*GIVEN TEXT*:
•••••

Background information
- Birth name: Jonathan Andrew Nelson
- Born: November 10, 1974 (age 50) Baltimore, Maryland, U.S.
- Genres: Contemporary Christian music
- Instrument: Vocals
- Years active: 2003–present
- Labels: Integrity, Light/eOne
- Website: www.jonathannelson.us

= Jonathan Nelson (singer) =

American singer-songwriter

Jonathan Andrew Nelson (born November 10, 1974) is an American gospel singer and songwriter from Baltimore, Maryland.

== Career ==

Nelson was born in Baltimore, Maryland to James Nelson, a pastor at the Greater Bethlehem Temple Church, and his wife Bessie Nelson. He studied at the Baltimore School for the Arts and Morgan State University. During a performance of Karen Clark-Sheard at his church, Nelson and his friends served as backup singers. After that, they continued to practice and sing together under the stage name 'Purpose'.

•••••

*EXTRACTED INFORMATION*:

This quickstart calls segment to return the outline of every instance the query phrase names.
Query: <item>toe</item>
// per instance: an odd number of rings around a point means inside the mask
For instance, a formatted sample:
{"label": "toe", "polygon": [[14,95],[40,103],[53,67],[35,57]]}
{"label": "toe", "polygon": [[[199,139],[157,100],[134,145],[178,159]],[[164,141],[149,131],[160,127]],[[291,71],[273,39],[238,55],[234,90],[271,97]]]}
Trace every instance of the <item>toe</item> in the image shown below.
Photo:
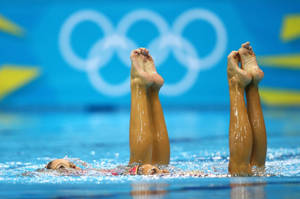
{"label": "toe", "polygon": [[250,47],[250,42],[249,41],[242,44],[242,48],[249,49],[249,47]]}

•••••

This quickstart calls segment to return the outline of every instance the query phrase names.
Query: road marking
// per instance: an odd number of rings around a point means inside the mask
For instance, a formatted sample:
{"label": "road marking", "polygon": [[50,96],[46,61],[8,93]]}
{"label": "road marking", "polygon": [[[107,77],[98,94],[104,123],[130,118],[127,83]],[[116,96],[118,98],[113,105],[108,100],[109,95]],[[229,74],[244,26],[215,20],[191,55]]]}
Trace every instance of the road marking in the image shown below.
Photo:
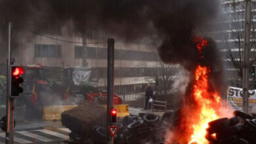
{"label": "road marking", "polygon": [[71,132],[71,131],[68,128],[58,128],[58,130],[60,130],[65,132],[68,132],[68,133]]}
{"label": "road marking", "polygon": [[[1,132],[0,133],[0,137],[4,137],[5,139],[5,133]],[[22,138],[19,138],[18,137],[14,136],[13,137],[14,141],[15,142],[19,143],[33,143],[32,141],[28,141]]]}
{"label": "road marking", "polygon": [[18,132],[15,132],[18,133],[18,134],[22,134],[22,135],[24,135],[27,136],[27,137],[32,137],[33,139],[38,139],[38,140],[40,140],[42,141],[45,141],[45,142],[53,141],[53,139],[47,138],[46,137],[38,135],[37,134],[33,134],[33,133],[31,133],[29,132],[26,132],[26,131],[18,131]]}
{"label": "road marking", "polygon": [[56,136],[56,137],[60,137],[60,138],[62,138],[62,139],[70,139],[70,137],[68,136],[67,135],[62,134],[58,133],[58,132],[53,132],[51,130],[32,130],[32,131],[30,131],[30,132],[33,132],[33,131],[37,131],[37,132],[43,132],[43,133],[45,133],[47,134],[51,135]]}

•••••

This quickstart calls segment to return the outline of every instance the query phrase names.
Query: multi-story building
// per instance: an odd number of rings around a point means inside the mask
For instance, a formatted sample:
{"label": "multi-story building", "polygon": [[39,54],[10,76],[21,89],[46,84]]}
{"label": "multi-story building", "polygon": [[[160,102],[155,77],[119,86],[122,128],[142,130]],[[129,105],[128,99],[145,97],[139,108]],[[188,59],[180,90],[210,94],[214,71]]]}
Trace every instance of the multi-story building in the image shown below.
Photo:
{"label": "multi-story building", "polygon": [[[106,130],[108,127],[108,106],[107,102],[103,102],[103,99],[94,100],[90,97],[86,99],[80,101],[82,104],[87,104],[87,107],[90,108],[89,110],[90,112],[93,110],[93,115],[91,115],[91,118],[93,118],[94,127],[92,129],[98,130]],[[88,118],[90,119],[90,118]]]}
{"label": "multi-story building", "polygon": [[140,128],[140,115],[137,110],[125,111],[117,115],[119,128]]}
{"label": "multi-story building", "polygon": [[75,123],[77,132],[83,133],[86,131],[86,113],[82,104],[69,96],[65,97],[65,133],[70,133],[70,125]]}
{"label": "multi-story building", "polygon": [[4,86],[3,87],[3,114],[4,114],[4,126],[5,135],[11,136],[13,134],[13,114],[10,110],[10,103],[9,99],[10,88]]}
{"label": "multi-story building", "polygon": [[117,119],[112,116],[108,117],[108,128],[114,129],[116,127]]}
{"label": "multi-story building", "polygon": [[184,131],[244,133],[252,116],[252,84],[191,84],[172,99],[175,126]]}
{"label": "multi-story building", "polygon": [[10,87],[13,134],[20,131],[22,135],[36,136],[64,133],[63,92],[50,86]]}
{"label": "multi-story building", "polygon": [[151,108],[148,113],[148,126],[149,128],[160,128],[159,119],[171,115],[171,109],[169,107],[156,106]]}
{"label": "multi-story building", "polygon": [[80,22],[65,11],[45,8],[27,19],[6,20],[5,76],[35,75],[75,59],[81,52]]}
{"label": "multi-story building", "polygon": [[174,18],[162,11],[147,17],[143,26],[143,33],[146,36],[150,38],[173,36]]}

•••••

*INSTRUCTIONS*:
1. Answer these questions using the text about Jonathan Nelson above.
(a) Which record labels are listed for him?
(b) What was his father's name, and where did he serve as pastor?
(c) Under what stage name did Nelson and his friends keep practicing and singing together?
2. Recast the paragraph of the text about Jonathan Nelson that starts "Nelson was born in Baltimore" as a bulleted list that keeps its main facts.

*ANSWERS TO THE PROBLEMS*:
1.
(a) Integrity and Light/eOne.
(b) James Nelson, a pastor at the Greater Bethlehem Temple Church.
(c) Purpose.

2.
- Born in Baltimore, Maryland, to James Nelson, a pastor at the Greater Bethlehem Temple Church, and his wife Bessie Nelson
- Studied at the Baltimore School for the Arts and Morgan State University
- Sang backup with his friends during a Karen Clark-Sheard performance at his church
- Afterward kept practicing and singing with those friends under the stage name "Purpose"